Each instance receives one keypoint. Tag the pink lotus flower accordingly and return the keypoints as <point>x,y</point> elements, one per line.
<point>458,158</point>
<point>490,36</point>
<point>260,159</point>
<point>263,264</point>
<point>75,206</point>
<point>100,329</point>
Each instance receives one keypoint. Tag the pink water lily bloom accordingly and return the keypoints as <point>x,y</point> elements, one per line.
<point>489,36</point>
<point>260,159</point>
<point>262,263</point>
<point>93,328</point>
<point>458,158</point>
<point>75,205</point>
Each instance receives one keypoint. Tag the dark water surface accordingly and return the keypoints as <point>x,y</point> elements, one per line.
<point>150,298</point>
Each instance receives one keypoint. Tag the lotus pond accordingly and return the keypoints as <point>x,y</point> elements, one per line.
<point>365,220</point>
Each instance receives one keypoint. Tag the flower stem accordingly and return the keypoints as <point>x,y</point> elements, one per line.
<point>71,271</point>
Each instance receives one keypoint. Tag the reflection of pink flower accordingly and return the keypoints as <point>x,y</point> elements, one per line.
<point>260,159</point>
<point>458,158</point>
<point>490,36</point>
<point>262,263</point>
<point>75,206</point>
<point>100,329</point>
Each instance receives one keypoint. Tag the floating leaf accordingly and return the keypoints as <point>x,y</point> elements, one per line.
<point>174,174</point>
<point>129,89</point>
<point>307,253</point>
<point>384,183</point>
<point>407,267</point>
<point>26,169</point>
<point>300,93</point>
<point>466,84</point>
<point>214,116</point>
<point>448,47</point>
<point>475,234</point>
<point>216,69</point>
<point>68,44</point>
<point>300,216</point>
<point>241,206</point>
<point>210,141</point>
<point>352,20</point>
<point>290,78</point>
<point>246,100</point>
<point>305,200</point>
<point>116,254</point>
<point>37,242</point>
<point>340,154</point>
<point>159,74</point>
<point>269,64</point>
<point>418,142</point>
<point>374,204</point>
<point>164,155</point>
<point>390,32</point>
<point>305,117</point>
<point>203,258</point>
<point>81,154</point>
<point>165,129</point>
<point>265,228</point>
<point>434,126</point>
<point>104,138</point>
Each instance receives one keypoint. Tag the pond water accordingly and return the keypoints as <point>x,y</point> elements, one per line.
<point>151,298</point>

## BRIEF
Without leaving anything out, quote all the data.

## EXERCISE OUTPUT
Each instance receives one keypoint. Tag the pink lotus flower accordingly and return the keypoints as <point>x,y</point> elements, one per line.
<point>458,158</point>
<point>490,36</point>
<point>260,159</point>
<point>263,264</point>
<point>75,206</point>
<point>100,329</point>
Each instance receives one keypoint. Tag the pink water lily bloom accordingly and return the keypoints as <point>x,y</point> elements, one per line.
<point>489,36</point>
<point>260,159</point>
<point>262,263</point>
<point>93,328</point>
<point>458,158</point>
<point>75,205</point>
Each instance receives one keypoint. Tag the dark water surface accordingly and return the keypoints as <point>x,y</point> elements, one per line.
<point>150,298</point>
Each instance receives one keypoint. Tag the lotus pond accordingly and return the keypoints as <point>x,y</point> elements, one per line.
<point>365,220</point>
Each instance receives one keypoint. Tag the flower stem accordingly and return the keypoints as <point>x,y</point> elements, one per line.
<point>71,271</point>
Each instance receives one keypoint. Tag the reflection of pink flower accordingly and return the keypoints as <point>x,y</point> elements, one per line.
<point>260,159</point>
<point>458,158</point>
<point>490,36</point>
<point>262,263</point>
<point>75,206</point>
<point>100,329</point>
Each instance receives one keypoint. Tag the floating leaf accordingly and return the keypoints as <point>x,y</point> elements, one per line.
<point>174,174</point>
<point>129,89</point>
<point>307,253</point>
<point>384,183</point>
<point>407,267</point>
<point>26,169</point>
<point>300,93</point>
<point>466,84</point>
<point>214,116</point>
<point>448,47</point>
<point>475,234</point>
<point>216,69</point>
<point>68,44</point>
<point>300,216</point>
<point>241,206</point>
<point>210,141</point>
<point>352,20</point>
<point>290,78</point>
<point>246,100</point>
<point>305,200</point>
<point>116,254</point>
<point>37,242</point>
<point>340,154</point>
<point>159,74</point>
<point>269,64</point>
<point>418,142</point>
<point>374,204</point>
<point>164,155</point>
<point>390,32</point>
<point>305,117</point>
<point>203,258</point>
<point>81,154</point>
<point>165,129</point>
<point>265,228</point>
<point>434,126</point>
<point>104,138</point>
Each instance receives one keypoint. Tag the pond water accordingly and return the keypoints as <point>x,y</point> elements, one per line.
<point>151,298</point>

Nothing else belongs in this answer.